----- Dataset excerpts

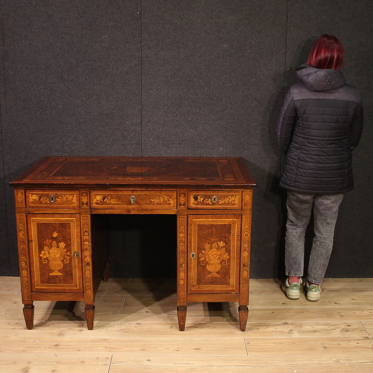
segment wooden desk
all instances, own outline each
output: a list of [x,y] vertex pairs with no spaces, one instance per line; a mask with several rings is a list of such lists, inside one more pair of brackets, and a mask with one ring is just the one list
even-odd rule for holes
[[180,330],[188,302],[238,302],[245,330],[256,184],[242,159],[47,157],[10,185],[28,329],[38,300],[83,301],[93,328],[109,278],[104,214],[171,214]]

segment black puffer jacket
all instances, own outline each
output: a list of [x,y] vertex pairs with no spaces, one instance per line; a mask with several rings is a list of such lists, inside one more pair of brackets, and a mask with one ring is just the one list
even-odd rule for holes
[[363,128],[360,94],[341,72],[307,65],[297,69],[277,125],[286,154],[280,185],[305,194],[354,188],[352,151]]

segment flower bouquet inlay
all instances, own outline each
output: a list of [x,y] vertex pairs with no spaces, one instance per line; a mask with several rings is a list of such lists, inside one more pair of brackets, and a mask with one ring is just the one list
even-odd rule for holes
[[63,266],[64,263],[68,264],[70,259],[70,253],[68,251],[66,244],[59,241],[57,232],[53,232],[52,237],[44,241],[44,250],[40,256],[43,258],[43,263],[46,264],[49,260],[49,267],[53,271],[50,276],[62,276],[63,273],[59,272]]
[[211,272],[207,277],[220,277],[217,272],[222,265],[226,265],[229,256],[226,250],[225,244],[222,241],[214,240],[212,245],[205,244],[204,250],[200,253],[201,264],[206,265],[208,270]]

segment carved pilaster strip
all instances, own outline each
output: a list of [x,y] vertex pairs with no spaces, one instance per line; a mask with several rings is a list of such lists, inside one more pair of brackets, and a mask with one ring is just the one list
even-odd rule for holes
[[25,300],[31,301],[31,282],[30,279],[30,263],[29,261],[27,245],[26,215],[24,214],[17,214],[16,220],[22,300],[24,301]]
[[178,301],[186,301],[186,217],[178,217]]
[[251,209],[253,207],[253,189],[244,191],[244,208]]
[[242,248],[241,251],[240,305],[247,305],[249,300],[249,279],[250,272],[250,241],[251,233],[251,215],[244,215],[242,219]]
[[185,192],[179,192],[179,208],[186,209],[186,193]]
[[80,191],[80,206],[82,208],[89,208],[90,207],[89,196],[88,191]]
[[16,189],[14,191],[14,198],[16,207],[25,207],[25,191]]
[[88,215],[81,215],[82,242],[83,246],[83,276],[84,286],[84,300],[93,300],[92,281],[92,250],[90,232],[90,219]]

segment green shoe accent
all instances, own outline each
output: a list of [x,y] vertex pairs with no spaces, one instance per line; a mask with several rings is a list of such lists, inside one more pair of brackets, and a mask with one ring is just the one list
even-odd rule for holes
[[313,283],[310,285],[308,281],[305,282],[304,287],[307,291],[306,298],[310,302],[317,302],[320,299],[321,285]]
[[302,283],[302,279],[299,279],[299,282],[292,282],[289,284],[289,279],[281,284],[281,288],[286,294],[286,296],[289,299],[299,299],[300,296],[300,284]]

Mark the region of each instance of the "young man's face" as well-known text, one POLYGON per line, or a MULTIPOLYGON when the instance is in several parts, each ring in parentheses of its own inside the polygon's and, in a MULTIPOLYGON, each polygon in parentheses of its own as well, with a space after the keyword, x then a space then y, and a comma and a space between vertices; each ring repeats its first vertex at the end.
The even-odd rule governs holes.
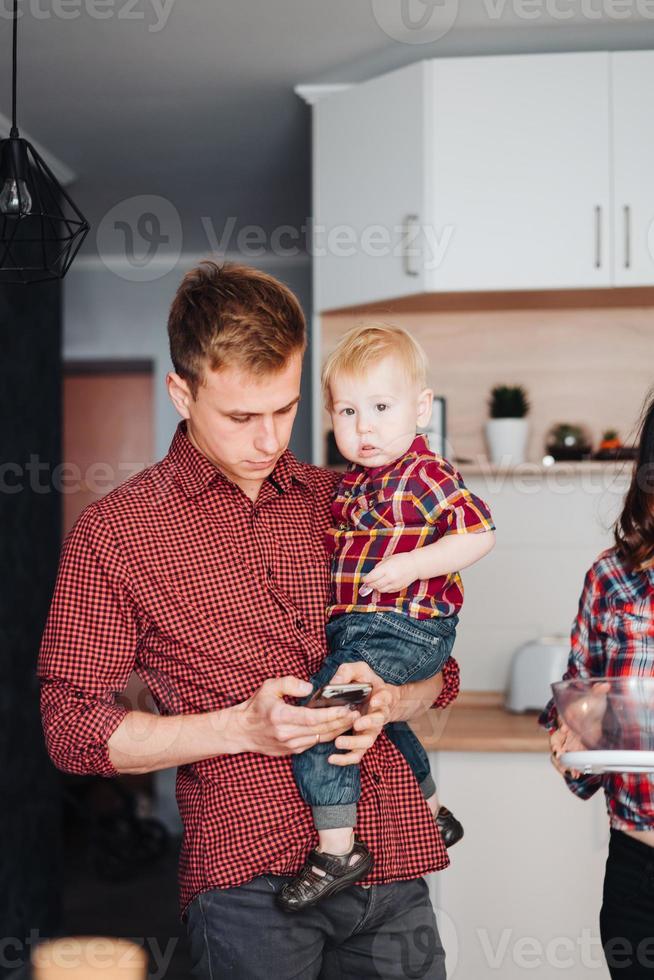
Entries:
POLYGON ((300 352, 279 373, 263 377, 231 367, 207 370, 195 400, 183 378, 168 375, 168 392, 193 445, 252 499, 288 446, 301 373, 300 352))
POLYGON ((359 466, 385 466, 398 459, 431 415, 432 392, 419 391, 392 357, 363 377, 337 375, 330 393, 336 444, 359 466))

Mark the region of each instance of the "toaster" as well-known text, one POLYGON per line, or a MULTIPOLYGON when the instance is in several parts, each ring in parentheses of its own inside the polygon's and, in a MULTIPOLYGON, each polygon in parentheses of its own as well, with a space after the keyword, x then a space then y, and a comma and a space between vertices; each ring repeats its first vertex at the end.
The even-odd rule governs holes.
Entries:
POLYGON ((566 636, 542 636, 518 647, 511 662, 507 711, 541 710, 552 696, 550 684, 563 677, 569 654, 566 636))

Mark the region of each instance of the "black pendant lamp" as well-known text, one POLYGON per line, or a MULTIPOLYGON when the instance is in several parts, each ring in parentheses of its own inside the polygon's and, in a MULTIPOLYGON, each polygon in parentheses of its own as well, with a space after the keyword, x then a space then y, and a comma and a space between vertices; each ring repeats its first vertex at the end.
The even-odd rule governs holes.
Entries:
POLYGON ((12 117, 0 140, 0 283, 63 279, 89 224, 16 126, 18 0, 13 9, 12 117))

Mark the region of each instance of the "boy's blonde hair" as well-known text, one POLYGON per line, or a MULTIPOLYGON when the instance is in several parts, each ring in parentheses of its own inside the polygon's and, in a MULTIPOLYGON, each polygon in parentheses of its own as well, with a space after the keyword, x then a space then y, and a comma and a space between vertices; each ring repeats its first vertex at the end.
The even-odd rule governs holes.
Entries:
POLYGON ((397 358, 409 381, 422 390, 427 385, 427 356, 408 330, 390 323, 360 323, 341 337, 322 369, 322 396, 332 406, 331 384, 338 375, 360 377, 385 357, 397 358))

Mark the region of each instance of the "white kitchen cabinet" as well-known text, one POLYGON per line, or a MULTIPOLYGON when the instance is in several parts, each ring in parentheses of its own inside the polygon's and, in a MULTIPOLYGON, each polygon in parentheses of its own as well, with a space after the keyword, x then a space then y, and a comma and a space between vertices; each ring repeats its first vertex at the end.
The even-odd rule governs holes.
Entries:
POLYGON ((316 309, 427 288, 407 241, 424 210, 426 73, 420 62, 314 110, 316 309))
POLYGON ((654 283, 654 51, 611 55, 615 284, 654 283))
POLYGON ((465 827, 450 867, 429 878, 448 980, 608 980, 603 794, 574 797, 544 752, 430 761, 439 798, 465 827))
POLYGON ((608 53, 425 61, 314 121, 316 309, 610 284, 608 53))
POLYGON ((422 213, 449 236, 429 291, 609 285, 608 59, 428 63, 422 213))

----------

> Request
How many lines in the listing above contain the string "segment"? Reply with the number only.

> In response
5